# ASSIGNMENT:
Word for word, print every entry below.

# RECORDS SHOWN:
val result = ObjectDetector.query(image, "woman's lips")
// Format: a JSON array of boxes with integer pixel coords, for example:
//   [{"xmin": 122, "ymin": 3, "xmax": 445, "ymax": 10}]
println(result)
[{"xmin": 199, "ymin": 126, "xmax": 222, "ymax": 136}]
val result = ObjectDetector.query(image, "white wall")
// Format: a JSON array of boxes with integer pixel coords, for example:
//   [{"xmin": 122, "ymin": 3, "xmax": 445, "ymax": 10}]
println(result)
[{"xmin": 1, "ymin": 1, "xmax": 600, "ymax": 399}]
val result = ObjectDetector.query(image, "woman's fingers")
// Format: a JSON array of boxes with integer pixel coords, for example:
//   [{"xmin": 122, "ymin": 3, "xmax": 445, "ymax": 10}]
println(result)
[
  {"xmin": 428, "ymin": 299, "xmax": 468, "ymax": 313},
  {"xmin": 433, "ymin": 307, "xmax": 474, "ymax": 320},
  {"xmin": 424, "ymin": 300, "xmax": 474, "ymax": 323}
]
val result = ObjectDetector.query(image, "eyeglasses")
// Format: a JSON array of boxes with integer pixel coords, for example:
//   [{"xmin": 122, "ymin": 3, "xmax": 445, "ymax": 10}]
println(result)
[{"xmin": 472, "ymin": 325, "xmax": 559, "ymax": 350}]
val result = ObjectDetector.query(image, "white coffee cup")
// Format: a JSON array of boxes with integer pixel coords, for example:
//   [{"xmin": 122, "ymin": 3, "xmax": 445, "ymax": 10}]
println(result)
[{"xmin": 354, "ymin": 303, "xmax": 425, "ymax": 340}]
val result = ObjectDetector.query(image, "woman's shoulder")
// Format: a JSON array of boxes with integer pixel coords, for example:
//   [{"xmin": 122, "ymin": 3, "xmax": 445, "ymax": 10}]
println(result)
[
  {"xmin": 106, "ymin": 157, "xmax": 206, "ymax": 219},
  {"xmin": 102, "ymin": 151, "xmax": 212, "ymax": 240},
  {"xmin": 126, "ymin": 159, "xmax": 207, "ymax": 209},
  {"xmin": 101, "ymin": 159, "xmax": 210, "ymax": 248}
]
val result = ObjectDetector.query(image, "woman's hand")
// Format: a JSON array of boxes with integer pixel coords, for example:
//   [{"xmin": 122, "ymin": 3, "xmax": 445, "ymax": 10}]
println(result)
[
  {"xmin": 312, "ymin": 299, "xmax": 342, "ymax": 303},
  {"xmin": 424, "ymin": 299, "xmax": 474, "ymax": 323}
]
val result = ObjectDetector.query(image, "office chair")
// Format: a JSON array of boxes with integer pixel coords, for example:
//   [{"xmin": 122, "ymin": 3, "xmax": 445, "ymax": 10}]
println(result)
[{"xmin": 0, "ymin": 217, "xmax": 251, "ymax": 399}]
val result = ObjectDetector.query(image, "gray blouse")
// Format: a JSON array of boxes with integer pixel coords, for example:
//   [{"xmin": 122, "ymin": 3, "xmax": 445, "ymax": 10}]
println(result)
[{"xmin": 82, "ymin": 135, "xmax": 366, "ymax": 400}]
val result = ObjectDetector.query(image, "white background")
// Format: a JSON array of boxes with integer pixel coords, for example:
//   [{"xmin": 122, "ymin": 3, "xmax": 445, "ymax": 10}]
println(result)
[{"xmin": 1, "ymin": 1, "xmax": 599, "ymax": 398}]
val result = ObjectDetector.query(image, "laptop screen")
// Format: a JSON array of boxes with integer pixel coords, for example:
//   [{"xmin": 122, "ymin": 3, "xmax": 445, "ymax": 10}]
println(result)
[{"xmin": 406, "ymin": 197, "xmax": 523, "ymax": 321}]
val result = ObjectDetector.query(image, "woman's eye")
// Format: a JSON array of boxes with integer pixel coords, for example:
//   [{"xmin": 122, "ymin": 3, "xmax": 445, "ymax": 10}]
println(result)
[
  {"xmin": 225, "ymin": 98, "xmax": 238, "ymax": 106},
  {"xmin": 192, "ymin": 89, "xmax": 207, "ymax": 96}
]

# ANSWER SECTION:
val result = ObjectDetector.query(image, "woman's lips")
// Format: a JSON array of boxes with integer pixel coords, for example:
//   [{"xmin": 122, "ymin": 3, "xmax": 445, "ymax": 10}]
println(result)
[{"xmin": 199, "ymin": 126, "xmax": 222, "ymax": 136}]
val result = ObjectDetector.query(image, "white wall")
// Format: a JSON array of boxes with integer pixel coords, for example:
//   [{"xmin": 122, "ymin": 3, "xmax": 445, "ymax": 10}]
println(result)
[{"xmin": 1, "ymin": 1, "xmax": 600, "ymax": 399}]
val result = ObjectDetector.query(image, "woman's fingers")
// Format: a JSON array of boxes with integer pixel coords, for example:
//   [{"xmin": 122, "ymin": 3, "xmax": 445, "ymax": 10}]
println(result)
[
  {"xmin": 428, "ymin": 299, "xmax": 468, "ymax": 313},
  {"xmin": 433, "ymin": 307, "xmax": 474, "ymax": 320},
  {"xmin": 424, "ymin": 300, "xmax": 474, "ymax": 323}
]
val result = ObjectDetector.query(image, "eyeglasses")
// Format: a JSON array of boxes with integer pixel coords, for example:
//   [{"xmin": 122, "ymin": 3, "xmax": 445, "ymax": 10}]
println(result)
[{"xmin": 472, "ymin": 325, "xmax": 559, "ymax": 350}]
val result = ObjectDetector.query(image, "white coffee cup")
// Format: a JSON array of boxes with integer pixel coords, for example:
//   [{"xmin": 122, "ymin": 3, "xmax": 445, "ymax": 10}]
println(result)
[{"xmin": 354, "ymin": 303, "xmax": 425, "ymax": 340}]
val result = ObjectDetector.query(image, "woman's shoulder")
// Format: a JSON array of boxes with integer pixel coords, for example:
//   [{"xmin": 122, "ymin": 3, "xmax": 445, "ymax": 10}]
println(result)
[
  {"xmin": 106, "ymin": 157, "xmax": 206, "ymax": 219},
  {"xmin": 102, "ymin": 151, "xmax": 212, "ymax": 240},
  {"xmin": 126, "ymin": 159, "xmax": 207, "ymax": 209},
  {"xmin": 101, "ymin": 159, "xmax": 210, "ymax": 248}
]
val result = ObjectDetector.query(image, "woman's hand")
// Format: a JSON array of boxes with integer pixel coords, for example:
//   [{"xmin": 122, "ymin": 3, "xmax": 445, "ymax": 10}]
println(result)
[
  {"xmin": 312, "ymin": 299, "xmax": 342, "ymax": 303},
  {"xmin": 424, "ymin": 299, "xmax": 474, "ymax": 323}
]
val result = ObjectDetector.query(image, "office chair")
// Format: a JSON array of boxes with integer pixel coords, for example:
//   [{"xmin": 122, "ymin": 3, "xmax": 445, "ymax": 10}]
println(result)
[{"xmin": 0, "ymin": 217, "xmax": 251, "ymax": 399}]
val result = ObjectDetector.query(image, "gray blouse")
// Format: a JSON array of boxes with integer pixel coords, for example:
//   [{"xmin": 122, "ymin": 3, "xmax": 445, "ymax": 10}]
println(result)
[{"xmin": 82, "ymin": 135, "xmax": 366, "ymax": 400}]
val result = ObjectDetector.query(image, "white background")
// Format: a JSON array of boxes with integer pixel coords, for example:
//   [{"xmin": 122, "ymin": 3, "xmax": 445, "ymax": 10}]
println(result)
[{"xmin": 1, "ymin": 1, "xmax": 599, "ymax": 398}]
val result = ObjectDetector.query(image, "laptop screen")
// Format: a JSON array of boxes with integer pixel coords, for example:
//   [{"xmin": 122, "ymin": 3, "xmax": 445, "ymax": 10}]
println(result)
[{"xmin": 406, "ymin": 197, "xmax": 523, "ymax": 321}]
val result = ObjectDetector.query(image, "woman's eye")
// Format: a JSON array of boxes with integer pixel coords, for example:
//   [{"xmin": 122, "ymin": 3, "xmax": 445, "ymax": 10}]
println(result)
[
  {"xmin": 225, "ymin": 98, "xmax": 238, "ymax": 106},
  {"xmin": 192, "ymin": 89, "xmax": 207, "ymax": 96}
]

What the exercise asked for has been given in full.